_WHAT IS REQUIRED_: Swap "sample" for "specimen" in the lines from the line with "the ground shadow?" up to and including the line with "330L451 332L487 332L487". Give back only those lines, with nothing else changed.

_SUPPLIED DATA_:

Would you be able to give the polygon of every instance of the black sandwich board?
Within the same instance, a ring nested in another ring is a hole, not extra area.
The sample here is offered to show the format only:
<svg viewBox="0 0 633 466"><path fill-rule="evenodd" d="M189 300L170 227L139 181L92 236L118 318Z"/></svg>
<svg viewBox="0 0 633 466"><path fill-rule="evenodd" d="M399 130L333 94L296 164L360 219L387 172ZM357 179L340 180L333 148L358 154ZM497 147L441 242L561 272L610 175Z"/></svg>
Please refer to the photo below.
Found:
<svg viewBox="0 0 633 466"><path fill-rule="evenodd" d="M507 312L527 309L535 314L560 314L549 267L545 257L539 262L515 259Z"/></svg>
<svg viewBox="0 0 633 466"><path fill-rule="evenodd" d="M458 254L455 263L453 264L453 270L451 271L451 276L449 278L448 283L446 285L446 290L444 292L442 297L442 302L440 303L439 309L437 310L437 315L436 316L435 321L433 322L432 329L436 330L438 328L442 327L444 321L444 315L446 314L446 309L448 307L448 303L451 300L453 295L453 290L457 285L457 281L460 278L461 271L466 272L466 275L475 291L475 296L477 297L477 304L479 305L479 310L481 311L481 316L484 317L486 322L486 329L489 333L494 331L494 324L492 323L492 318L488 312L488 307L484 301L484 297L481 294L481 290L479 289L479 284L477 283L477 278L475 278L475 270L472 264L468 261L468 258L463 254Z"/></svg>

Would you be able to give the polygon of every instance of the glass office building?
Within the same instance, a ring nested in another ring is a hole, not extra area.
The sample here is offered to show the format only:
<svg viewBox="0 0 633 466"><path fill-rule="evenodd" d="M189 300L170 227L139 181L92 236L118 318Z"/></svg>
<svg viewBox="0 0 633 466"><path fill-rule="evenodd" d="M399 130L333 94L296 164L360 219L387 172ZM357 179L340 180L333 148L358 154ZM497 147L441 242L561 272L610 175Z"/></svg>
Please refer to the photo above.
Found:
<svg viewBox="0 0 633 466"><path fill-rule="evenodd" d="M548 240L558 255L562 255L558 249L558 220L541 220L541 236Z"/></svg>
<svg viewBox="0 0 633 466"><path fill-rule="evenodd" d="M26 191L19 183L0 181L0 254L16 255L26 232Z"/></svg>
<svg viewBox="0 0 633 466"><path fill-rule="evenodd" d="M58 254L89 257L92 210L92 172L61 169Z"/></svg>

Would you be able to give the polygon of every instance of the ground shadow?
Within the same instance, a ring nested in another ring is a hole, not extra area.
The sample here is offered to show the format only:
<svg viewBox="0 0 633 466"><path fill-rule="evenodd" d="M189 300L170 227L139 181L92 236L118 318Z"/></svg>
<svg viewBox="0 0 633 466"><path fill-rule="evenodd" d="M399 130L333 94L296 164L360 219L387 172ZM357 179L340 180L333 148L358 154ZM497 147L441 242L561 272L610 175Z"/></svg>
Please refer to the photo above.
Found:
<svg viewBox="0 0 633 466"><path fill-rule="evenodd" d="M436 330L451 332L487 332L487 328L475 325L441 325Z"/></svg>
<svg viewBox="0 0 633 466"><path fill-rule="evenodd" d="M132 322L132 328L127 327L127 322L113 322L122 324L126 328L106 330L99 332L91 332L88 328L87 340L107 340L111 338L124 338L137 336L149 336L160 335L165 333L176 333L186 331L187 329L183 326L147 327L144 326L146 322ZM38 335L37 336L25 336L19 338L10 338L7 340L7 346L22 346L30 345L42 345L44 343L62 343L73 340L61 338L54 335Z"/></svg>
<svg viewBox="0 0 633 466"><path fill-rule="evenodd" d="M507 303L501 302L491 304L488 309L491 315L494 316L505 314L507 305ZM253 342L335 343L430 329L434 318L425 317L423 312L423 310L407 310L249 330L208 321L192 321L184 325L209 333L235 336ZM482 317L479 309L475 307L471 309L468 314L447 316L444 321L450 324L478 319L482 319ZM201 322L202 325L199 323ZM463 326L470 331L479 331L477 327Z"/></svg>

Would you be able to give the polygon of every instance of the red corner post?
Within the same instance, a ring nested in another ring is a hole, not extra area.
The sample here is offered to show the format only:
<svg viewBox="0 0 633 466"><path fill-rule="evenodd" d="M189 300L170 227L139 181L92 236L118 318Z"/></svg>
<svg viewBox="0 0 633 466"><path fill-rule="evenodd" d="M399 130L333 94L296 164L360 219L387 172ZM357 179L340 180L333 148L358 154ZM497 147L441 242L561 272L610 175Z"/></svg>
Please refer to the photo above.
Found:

* * *

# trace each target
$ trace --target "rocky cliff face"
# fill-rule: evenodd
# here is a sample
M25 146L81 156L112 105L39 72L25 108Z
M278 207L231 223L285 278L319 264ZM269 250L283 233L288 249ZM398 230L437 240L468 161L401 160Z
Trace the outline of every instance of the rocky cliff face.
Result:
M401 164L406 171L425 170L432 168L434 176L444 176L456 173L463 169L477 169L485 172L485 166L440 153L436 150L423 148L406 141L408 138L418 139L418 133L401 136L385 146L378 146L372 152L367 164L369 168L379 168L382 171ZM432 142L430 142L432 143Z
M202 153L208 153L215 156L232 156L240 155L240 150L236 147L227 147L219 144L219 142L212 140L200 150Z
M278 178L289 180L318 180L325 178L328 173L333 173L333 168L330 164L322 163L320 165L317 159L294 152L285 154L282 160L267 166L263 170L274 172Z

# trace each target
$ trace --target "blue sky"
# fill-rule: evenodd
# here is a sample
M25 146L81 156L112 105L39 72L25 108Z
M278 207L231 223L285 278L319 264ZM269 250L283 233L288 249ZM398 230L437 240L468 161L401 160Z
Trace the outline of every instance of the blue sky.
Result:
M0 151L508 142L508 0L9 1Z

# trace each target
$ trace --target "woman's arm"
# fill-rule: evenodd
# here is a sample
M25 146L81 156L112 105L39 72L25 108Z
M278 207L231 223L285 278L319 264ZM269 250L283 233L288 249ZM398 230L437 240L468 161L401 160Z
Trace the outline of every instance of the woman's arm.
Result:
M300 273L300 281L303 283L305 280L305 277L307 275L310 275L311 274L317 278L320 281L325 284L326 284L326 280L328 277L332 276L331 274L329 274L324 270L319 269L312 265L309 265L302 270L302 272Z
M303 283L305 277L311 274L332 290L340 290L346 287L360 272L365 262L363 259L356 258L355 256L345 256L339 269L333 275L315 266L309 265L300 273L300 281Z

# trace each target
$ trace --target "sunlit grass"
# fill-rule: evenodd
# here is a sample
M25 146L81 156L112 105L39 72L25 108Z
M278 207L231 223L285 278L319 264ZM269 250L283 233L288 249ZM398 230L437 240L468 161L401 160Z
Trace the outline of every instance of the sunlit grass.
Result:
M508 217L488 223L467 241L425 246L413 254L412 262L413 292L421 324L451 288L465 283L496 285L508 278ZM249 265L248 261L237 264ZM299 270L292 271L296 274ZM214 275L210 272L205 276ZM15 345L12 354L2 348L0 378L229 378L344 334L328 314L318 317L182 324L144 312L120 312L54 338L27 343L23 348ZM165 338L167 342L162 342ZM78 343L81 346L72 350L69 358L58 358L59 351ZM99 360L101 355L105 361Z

_THE OUTPUT_:
Would you be able to give the polygon of every instance of the ground shadow?
Within the same instance, a ring nested in another ring is a hole, not extra area.
The specimen here is offered to show the format only:
<svg viewBox="0 0 633 466"><path fill-rule="evenodd" d="M189 300L170 227L139 181L92 236L118 318Z"/></svg>
<svg viewBox="0 0 633 466"><path fill-rule="evenodd" d="M399 130L333 94L296 164L360 219L387 172ZM357 179L340 180L333 148L358 154ZM497 147L441 242L561 272L610 175Z"/></svg>
Please refer to the photo above.
Found:
<svg viewBox="0 0 633 466"><path fill-rule="evenodd" d="M436 330L451 332L487 332L487 328L475 325L441 325Z"/></svg>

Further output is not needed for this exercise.